:: WHAT THE EXERCISE ASKS ::
In the records below, locate the line containing "Objective — one pin per instance of the mountain peak", then extract it and all following lines exactly, ending with the last line.

:: RECORDS PROVIDED ::
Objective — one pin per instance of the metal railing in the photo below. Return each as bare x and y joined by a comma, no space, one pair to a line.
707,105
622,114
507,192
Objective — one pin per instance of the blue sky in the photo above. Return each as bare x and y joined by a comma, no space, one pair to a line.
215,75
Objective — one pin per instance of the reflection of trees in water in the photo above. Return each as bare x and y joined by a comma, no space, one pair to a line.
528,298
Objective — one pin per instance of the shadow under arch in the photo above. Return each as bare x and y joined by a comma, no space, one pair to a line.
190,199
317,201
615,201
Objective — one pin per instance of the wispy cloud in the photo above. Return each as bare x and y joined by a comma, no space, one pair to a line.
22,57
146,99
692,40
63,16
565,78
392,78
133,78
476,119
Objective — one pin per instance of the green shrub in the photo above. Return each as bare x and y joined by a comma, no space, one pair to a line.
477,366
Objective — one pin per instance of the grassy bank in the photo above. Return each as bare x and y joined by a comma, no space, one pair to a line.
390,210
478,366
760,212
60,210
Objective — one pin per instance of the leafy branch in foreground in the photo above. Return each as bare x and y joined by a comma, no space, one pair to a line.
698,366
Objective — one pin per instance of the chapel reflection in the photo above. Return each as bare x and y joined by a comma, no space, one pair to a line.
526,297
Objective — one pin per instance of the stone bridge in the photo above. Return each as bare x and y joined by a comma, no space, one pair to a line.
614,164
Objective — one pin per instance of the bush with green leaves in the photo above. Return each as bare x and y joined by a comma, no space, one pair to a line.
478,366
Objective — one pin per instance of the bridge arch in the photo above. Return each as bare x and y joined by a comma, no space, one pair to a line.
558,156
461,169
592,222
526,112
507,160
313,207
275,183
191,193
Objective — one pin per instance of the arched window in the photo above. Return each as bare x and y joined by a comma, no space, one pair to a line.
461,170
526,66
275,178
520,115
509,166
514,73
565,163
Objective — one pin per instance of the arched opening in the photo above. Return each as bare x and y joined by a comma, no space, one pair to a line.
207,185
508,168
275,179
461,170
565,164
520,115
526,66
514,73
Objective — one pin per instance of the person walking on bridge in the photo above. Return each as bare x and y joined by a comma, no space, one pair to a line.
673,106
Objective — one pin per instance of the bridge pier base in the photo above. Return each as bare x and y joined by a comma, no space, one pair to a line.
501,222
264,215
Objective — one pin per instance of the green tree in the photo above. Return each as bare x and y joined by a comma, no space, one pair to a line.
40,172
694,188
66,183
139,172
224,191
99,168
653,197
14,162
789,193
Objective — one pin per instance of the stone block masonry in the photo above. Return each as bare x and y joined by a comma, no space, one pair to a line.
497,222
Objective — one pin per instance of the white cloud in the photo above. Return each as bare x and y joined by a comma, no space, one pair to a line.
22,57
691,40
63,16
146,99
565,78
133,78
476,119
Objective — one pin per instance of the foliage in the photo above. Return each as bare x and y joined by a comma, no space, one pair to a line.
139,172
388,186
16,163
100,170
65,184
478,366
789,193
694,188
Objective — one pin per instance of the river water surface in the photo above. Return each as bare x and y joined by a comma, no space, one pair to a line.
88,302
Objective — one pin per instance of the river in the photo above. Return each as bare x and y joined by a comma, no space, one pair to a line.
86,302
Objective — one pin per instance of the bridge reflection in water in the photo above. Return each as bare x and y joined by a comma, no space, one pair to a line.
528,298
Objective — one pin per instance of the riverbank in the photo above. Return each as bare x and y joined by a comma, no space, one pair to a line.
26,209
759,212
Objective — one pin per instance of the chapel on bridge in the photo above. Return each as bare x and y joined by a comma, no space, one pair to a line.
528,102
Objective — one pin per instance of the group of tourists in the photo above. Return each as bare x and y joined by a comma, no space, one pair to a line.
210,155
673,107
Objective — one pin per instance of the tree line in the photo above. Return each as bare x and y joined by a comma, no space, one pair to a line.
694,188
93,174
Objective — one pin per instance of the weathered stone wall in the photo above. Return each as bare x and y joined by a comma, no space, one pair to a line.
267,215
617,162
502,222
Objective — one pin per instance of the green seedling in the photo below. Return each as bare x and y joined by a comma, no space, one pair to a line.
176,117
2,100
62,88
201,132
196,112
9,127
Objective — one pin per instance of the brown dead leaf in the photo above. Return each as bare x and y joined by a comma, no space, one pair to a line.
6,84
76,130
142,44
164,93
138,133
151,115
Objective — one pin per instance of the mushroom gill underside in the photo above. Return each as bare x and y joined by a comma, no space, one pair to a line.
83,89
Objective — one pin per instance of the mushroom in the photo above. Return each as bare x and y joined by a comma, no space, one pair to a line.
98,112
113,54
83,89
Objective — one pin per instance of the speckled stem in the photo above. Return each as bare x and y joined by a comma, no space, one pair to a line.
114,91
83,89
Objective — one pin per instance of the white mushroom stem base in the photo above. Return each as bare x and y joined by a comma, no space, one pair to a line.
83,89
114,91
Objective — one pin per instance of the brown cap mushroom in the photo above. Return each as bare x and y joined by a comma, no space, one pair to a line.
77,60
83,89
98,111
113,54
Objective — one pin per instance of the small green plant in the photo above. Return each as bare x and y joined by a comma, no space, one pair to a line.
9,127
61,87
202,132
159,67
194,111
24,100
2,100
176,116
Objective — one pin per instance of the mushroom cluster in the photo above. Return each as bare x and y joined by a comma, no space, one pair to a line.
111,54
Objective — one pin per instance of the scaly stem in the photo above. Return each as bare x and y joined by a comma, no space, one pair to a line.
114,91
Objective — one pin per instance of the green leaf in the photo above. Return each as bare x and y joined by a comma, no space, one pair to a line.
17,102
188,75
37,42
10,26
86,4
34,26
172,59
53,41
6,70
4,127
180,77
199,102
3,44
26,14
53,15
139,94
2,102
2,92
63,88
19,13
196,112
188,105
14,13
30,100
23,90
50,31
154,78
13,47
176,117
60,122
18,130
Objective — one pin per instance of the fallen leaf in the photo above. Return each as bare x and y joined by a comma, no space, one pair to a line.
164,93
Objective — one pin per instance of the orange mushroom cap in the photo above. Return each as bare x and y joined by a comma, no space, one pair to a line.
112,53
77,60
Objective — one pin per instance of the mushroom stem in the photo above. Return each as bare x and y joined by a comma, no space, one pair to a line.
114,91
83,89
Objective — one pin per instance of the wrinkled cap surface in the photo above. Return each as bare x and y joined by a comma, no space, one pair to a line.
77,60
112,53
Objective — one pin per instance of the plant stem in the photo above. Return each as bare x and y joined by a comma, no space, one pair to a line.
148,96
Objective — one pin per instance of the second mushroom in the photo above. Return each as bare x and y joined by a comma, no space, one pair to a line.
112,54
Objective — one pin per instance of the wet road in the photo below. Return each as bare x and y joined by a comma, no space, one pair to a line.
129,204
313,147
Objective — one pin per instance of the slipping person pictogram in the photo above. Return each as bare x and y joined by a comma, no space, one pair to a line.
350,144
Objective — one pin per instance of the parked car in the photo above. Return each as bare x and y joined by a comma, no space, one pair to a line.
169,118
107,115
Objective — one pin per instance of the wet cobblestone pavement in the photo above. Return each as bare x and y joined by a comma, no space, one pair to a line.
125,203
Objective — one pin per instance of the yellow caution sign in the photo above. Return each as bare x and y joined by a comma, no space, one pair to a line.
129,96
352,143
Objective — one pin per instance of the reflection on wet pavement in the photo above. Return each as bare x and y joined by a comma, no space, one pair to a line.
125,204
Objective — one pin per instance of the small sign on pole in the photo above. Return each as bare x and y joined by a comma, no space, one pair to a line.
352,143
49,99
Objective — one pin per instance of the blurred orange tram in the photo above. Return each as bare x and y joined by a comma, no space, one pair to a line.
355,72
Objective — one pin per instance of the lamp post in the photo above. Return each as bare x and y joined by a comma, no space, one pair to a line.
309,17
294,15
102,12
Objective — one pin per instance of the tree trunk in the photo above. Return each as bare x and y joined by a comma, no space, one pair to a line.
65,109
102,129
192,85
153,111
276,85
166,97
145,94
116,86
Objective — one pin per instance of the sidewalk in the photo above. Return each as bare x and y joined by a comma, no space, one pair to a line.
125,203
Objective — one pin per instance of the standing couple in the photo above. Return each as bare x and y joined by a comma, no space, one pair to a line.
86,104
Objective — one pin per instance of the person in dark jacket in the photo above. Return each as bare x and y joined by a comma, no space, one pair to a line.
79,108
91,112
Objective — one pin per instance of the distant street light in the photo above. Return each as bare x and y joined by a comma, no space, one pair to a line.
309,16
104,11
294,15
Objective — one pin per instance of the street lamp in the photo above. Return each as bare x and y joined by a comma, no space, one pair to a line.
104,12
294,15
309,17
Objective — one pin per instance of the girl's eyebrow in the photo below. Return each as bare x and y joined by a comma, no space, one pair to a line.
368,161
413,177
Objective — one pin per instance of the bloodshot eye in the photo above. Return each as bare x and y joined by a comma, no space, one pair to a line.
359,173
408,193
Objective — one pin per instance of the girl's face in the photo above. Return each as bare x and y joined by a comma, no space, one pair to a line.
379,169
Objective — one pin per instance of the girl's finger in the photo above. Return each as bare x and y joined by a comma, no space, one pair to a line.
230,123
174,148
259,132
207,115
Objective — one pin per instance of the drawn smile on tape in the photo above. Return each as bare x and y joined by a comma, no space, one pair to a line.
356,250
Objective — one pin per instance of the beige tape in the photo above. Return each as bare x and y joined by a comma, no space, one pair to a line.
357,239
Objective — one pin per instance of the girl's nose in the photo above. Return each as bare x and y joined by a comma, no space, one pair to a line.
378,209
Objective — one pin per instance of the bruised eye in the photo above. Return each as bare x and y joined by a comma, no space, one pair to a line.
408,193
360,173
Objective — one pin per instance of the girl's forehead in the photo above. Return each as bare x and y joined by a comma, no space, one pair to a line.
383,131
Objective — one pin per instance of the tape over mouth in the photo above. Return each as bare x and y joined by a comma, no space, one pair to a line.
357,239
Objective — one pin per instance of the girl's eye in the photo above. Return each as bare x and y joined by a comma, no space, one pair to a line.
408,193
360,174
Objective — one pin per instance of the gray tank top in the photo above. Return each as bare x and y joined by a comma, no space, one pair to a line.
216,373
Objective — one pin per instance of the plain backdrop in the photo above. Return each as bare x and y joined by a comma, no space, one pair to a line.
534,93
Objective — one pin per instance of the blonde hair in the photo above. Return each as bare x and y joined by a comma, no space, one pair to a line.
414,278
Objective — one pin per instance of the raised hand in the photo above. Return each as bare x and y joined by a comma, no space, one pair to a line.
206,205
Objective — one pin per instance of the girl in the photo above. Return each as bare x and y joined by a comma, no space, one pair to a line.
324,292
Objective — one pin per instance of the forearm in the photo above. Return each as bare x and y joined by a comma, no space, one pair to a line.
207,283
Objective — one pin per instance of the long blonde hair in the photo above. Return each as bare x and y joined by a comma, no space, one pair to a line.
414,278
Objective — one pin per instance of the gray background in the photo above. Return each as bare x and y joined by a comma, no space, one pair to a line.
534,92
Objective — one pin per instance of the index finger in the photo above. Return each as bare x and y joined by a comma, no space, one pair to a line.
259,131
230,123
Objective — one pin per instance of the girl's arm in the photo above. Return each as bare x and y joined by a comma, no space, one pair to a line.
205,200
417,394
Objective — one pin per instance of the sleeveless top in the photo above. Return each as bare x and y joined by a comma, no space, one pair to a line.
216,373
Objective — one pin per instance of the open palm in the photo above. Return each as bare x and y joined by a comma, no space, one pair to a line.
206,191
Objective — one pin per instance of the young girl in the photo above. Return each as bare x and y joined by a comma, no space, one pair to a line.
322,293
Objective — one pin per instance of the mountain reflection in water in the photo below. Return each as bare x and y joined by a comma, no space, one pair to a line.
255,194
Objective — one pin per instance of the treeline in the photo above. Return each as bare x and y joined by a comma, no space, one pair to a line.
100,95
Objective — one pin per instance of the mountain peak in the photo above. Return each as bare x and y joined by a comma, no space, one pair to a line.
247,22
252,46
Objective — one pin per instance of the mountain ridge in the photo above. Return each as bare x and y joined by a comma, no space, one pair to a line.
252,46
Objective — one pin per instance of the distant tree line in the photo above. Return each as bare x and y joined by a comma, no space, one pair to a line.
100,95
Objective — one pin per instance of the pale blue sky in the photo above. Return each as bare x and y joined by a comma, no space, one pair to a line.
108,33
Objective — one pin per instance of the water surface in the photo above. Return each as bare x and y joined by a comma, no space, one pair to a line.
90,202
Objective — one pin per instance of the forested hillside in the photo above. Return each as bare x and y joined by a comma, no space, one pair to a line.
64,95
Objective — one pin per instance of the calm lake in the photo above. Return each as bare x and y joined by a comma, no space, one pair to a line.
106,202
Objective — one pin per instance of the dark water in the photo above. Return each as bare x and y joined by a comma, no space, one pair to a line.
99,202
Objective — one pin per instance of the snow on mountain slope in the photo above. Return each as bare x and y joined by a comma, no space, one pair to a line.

:: WRITTEN ANSWER ::
Objective — one pin per instance of the mountain peak in the photo above. Return each as bare x and y joined by a comma, no space, one pair to a line.
247,22
252,46
Objective — one pin per instance of the mountain ridge in the photo above. Return each as bare x and y joined by a comma, no space, one pair to a line.
252,46
Objective — one pin per instance of the distant tree line in the photo above. Return each as bare x and y joined by a comma, no space, one pair to a line.
100,95
Objective — one pin per instance of the pale blue sky in the photo above. Return each as bare x and y joined by a comma, no space, one pair to a line.
108,33
Objective — one pin per instance of the water surface in the photo above. Return each as bare x and y joined by a comma, no space, one pair to a line.
90,202
Objective — one pin per instance of the forested hillside in the photo above. Return each as bare x and y joined by a comma, no space, one pair to a line.
64,95
Objective — one pin per instance of the calm lake in the photo above. Return each as bare x and y joined by a comma, no space, one pair to a line.
106,202
Objective — one pin per instance of the dark water in the photo above. Return each as bare x and y joined by a comma, no space, one pair to a line.
99,202
Objective — one pin per instance of the snow on mountain slope in the photo above. Return each as bare x and y joined by a comma, no space, one pair to a line.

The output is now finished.